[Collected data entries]
————————

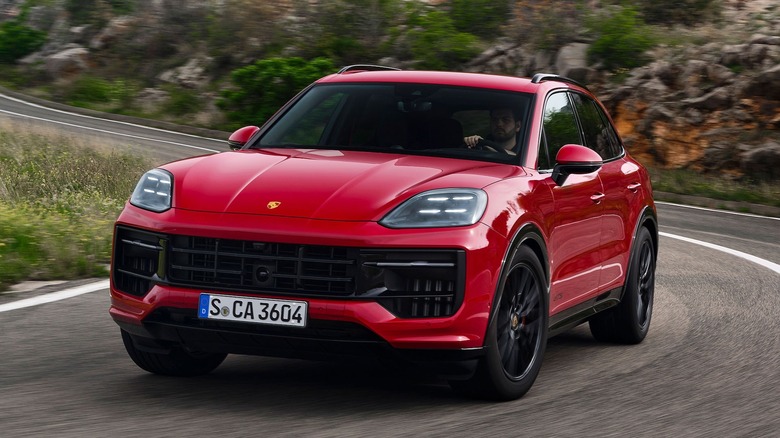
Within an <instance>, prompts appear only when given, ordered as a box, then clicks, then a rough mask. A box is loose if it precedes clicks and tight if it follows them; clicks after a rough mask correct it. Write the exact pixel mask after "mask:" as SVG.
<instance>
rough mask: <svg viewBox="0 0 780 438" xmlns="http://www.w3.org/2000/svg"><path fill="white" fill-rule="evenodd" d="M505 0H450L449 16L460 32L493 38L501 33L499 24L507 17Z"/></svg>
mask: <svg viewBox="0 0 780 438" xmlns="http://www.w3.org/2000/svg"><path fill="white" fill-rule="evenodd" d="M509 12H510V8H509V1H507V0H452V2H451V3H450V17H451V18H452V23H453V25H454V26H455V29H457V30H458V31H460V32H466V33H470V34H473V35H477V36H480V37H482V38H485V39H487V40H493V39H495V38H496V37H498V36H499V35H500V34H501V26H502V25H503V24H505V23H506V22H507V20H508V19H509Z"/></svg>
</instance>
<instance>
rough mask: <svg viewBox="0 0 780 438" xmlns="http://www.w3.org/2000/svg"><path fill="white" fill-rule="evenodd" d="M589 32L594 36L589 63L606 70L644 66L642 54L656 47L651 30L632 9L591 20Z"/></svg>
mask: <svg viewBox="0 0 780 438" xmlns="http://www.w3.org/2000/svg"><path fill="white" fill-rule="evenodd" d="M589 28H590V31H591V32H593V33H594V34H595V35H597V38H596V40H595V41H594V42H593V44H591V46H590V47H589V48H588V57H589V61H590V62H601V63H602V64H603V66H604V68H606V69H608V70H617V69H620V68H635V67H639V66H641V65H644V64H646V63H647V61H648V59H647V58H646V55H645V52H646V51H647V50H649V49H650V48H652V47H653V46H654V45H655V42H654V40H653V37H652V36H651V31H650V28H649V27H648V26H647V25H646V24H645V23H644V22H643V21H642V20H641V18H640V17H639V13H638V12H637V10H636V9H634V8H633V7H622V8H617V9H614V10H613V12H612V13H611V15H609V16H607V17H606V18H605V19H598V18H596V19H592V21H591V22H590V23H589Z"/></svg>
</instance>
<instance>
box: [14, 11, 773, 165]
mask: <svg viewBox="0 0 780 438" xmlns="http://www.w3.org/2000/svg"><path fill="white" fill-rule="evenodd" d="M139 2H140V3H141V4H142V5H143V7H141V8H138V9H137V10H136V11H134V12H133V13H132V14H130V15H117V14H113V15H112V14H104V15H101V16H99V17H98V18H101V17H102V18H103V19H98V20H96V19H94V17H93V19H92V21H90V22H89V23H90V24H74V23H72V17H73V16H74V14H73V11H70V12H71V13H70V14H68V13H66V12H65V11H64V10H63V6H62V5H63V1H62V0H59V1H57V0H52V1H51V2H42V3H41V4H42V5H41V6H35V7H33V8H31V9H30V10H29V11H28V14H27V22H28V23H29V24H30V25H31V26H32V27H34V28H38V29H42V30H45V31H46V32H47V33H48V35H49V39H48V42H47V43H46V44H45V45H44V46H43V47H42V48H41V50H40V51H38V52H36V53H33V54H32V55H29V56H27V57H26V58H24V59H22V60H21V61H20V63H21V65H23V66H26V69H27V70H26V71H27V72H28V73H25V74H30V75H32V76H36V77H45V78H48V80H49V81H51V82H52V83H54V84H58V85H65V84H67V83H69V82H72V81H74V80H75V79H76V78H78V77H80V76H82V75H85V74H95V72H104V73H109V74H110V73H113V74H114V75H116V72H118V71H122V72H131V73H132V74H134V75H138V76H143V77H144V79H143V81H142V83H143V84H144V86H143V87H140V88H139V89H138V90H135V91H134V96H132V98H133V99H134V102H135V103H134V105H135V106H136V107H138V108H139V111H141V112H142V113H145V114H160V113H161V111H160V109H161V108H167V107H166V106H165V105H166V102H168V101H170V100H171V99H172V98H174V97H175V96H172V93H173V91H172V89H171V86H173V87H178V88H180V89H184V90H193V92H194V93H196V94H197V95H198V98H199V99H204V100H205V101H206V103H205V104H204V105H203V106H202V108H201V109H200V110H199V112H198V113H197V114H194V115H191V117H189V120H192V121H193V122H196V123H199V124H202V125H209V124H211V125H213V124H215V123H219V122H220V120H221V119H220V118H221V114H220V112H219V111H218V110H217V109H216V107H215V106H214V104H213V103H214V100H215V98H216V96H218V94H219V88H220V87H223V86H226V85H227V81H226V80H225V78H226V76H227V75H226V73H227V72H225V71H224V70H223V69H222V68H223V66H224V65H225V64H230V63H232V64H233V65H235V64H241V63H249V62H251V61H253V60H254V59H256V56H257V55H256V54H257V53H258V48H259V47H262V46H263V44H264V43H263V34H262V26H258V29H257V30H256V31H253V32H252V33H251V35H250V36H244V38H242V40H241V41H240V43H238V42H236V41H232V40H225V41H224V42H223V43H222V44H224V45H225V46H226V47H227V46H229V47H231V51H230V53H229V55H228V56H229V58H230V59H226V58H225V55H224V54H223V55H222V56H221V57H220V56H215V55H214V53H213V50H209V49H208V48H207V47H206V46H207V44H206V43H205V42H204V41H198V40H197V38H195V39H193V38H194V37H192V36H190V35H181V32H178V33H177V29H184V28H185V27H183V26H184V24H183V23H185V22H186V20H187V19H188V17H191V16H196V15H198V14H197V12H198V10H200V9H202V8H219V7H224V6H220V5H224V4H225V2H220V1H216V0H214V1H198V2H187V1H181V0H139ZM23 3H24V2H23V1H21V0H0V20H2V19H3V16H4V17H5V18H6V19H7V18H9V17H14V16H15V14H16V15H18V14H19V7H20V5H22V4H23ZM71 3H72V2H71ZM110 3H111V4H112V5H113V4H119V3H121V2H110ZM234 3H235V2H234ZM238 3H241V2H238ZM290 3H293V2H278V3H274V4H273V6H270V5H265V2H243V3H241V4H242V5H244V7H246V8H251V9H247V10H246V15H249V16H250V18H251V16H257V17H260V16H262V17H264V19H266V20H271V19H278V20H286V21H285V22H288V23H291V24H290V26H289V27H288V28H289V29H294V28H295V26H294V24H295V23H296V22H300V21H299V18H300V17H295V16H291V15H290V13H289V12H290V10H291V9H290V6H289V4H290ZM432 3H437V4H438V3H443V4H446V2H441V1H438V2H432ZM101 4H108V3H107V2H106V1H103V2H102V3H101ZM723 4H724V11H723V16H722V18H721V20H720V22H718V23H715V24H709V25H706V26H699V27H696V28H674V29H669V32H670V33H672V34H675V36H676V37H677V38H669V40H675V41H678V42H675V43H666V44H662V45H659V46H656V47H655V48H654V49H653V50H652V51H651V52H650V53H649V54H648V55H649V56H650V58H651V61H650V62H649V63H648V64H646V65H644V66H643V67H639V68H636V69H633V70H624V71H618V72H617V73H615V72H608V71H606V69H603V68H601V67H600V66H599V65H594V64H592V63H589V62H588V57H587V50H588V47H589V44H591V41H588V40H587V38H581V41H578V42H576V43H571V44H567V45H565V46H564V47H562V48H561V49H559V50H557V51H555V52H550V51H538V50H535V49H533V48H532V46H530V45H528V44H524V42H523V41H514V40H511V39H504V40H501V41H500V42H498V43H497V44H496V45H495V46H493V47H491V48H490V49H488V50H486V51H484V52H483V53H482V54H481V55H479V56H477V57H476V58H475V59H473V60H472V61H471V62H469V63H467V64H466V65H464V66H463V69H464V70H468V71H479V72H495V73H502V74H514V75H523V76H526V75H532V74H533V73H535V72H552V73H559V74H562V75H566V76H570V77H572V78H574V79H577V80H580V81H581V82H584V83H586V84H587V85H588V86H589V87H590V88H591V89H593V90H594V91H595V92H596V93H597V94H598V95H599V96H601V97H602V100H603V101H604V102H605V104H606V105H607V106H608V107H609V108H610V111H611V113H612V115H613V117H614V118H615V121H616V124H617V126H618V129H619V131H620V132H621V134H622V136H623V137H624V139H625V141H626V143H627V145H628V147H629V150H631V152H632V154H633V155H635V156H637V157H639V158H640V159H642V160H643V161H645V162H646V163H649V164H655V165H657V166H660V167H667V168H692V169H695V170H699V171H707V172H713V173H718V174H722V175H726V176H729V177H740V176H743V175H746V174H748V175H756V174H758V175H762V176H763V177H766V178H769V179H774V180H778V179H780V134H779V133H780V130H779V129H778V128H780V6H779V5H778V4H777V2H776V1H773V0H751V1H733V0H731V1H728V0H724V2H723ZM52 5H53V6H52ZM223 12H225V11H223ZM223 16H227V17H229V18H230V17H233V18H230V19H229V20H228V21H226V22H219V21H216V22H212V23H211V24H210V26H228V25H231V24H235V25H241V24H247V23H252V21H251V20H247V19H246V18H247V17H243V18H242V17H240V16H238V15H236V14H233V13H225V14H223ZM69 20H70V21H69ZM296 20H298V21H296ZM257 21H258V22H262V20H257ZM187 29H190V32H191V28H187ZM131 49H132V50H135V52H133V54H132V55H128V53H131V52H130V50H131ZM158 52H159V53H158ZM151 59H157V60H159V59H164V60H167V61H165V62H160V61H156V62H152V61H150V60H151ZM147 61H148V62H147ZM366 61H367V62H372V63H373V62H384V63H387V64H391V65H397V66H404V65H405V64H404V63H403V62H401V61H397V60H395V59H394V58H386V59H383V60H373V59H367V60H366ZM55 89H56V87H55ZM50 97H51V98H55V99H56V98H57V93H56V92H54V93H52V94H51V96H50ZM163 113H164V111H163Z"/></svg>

————————

TASK DIRECTIONS
Rename "rough mask" to "coarse mask" in the stretch of the listing from its start through the line containing "32L594 36L589 63L606", keeping everything else unchanged. Leave the pictures out of your answer.

TASK RESPONSE
Within an <instance>, prompts appear only when given, ordered as a box, then clicks, then a coarse mask. A box is loose if it precedes clicks and tight if it follows them; clicks after a coarse mask correct it. Write the exact pixel mask after "mask:" as SVG.
<instance>
coarse mask: <svg viewBox="0 0 780 438" xmlns="http://www.w3.org/2000/svg"><path fill="white" fill-rule="evenodd" d="M505 0H450L449 16L460 32L493 38L501 33L499 24L507 17Z"/></svg>
mask: <svg viewBox="0 0 780 438" xmlns="http://www.w3.org/2000/svg"><path fill="white" fill-rule="evenodd" d="M509 12H510V8H509V1H507V0H452V2H451V3H450V17H451V18H452V23H453V25H454V26H455V29H457V30H458V31H460V32H466V33H470V34H473V35H477V36H480V37H482V38H485V39H487V40H493V39H495V38H496V37H498V36H499V35H500V34H501V26H502V25H503V24H505V23H506V22H507V20H508V19H509Z"/></svg>
</instance>
<instance>
coarse mask: <svg viewBox="0 0 780 438" xmlns="http://www.w3.org/2000/svg"><path fill="white" fill-rule="evenodd" d="M589 32L594 36L589 63L606 70L644 66L642 54L656 47L651 30L632 9L591 20Z"/></svg>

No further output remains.